# READING TEXT
+-------+

If the flick phenomenon frequently occurs, the second rocker arm,
the intake valve, or the exhaust valve may suffer damage.
[0018] For this reason, a conventional valve gear of this type for
an engine is required to prevent occurrence of the above-described
flick phenomenon.
SUMMARY OF THE INVENTION
[0019] Preferred embodiments of the present invention satisfy the
above requirement, and provide a valve gear for an engine in which
the period when an intake valve or an exhaust valve is kept closed
synchronizes with the period when a member that switches the drive
mode of the intake valve or the exhaust valve is driven.
[0020] According to a preferred embodiment of the present
invention, a valve gear for an engine includes a camshaft including
a valve drive cam that drives one of an intake valve and an exhaust
valve, a rocker arm that converts a rotation of the valve drive cam
into a reciprocating motion and transmits the reciprocating motion
to one of the intake valve and the exhaust valve, a synchronous cam
that rotates in synchronism with the valve drive cam, and a
switching mechanism that switches a drive mode of one of the intake
valve and the exhaust valve to one of a predetermined first drive
mode and a predetermined second drive mode in a period defined by
the synchronous cam, wherein the switching mechanism includes a
switch that switches the drive mode by moving some of the elements
which define a valve gear system from the valve drive cam to the
rocker arm, and a driver including a cam follower that is pushed by
the synchronous cam, and that drives some of the elements which
define the valve gear system in directions to switch the drive mode
by a force received from the cam follower, and a period when the
synchronous cam pushes the cam follower is a period when one of the
intake valve and the exhaust valve is kept closed.

+-------+

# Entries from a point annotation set
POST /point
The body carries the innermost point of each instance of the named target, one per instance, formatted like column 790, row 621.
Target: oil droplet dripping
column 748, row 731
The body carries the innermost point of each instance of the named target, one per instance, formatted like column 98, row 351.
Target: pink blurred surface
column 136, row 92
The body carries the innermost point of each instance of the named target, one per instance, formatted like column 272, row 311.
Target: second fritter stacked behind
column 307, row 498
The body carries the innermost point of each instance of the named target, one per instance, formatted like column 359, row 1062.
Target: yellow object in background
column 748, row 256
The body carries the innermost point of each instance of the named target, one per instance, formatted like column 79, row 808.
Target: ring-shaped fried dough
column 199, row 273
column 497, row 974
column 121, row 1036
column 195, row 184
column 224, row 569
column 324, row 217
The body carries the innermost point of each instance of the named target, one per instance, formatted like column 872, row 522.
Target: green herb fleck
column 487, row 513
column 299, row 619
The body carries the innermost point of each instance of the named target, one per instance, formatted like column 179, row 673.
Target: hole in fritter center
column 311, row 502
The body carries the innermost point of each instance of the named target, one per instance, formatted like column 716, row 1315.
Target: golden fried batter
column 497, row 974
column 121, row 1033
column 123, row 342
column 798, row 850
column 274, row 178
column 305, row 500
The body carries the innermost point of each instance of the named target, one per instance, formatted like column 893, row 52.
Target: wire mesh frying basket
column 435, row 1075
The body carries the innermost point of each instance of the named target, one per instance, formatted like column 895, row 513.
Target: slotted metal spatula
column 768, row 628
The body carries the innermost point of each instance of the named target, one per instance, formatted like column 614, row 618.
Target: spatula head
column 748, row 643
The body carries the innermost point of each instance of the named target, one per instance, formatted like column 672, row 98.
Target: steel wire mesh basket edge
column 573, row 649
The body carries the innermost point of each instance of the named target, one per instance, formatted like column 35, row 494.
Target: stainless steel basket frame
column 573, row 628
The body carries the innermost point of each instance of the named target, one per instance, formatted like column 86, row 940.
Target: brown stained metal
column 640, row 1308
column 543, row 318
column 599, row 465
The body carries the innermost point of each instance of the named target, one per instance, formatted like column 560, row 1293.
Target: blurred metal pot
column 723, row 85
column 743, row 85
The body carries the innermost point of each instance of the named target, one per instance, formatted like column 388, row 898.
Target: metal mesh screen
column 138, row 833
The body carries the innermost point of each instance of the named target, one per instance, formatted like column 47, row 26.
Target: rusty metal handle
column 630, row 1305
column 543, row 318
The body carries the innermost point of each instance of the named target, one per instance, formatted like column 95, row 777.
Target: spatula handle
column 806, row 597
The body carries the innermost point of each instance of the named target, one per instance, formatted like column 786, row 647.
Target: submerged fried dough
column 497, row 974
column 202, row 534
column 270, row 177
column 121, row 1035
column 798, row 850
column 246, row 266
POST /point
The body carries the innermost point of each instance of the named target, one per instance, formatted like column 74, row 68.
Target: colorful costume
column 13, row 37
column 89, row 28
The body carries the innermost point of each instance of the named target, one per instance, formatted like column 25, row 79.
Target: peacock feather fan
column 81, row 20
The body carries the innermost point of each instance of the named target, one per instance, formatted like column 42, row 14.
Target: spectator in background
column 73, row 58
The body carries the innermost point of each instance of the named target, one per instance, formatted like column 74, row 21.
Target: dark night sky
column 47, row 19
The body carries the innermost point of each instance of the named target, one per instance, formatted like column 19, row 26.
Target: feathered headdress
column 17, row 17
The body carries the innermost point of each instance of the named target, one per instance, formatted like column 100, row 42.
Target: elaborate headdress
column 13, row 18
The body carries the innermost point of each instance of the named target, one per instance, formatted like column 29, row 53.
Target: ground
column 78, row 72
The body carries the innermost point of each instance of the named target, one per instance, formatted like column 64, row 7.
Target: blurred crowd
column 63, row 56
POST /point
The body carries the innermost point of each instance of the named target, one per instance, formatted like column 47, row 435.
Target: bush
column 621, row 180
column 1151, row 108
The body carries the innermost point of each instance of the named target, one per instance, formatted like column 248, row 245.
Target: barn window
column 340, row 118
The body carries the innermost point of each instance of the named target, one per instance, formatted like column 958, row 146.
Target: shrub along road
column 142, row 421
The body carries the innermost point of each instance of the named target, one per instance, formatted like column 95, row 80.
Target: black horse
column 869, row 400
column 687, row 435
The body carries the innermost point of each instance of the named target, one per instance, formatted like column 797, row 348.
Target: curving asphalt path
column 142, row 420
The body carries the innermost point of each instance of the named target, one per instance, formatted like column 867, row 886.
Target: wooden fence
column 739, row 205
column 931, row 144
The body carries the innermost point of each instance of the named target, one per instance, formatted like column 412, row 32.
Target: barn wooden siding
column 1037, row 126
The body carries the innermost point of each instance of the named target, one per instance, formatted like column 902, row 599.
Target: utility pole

+-------+

# INSTRUCTIONS
1 > Quote everything in the patent excerpt from "If the flick" down to "valve is driven.".
2 > Name each part that the patent excerpt says may suffer damage if the flick phenomenon occurs frequently.

# ANSWERS TO THE TASKS
1 >
If the flick phenomenon frequently occurs, the second rocker arm,
the intake valve, or the exhaust valve may suffer damage.
[0018] For this reason, a conventional valve gear of this type for
an engine is required to prevent occurrence of the above-described
flick phenomenon.
SUMMARY OF THE INVENTION
[0019] Preferred embodiments of the present invention satisfy the
above requirement, and provide a valve gear for an engine in which
the period when an intake valve or an exhaust valve is kept closed
synchronizes with the period when a member that switches the drive
mode of the intake valve or the exhaust valve is driven.

2 >
the second rocker arm
the intake valve
the exhaust valve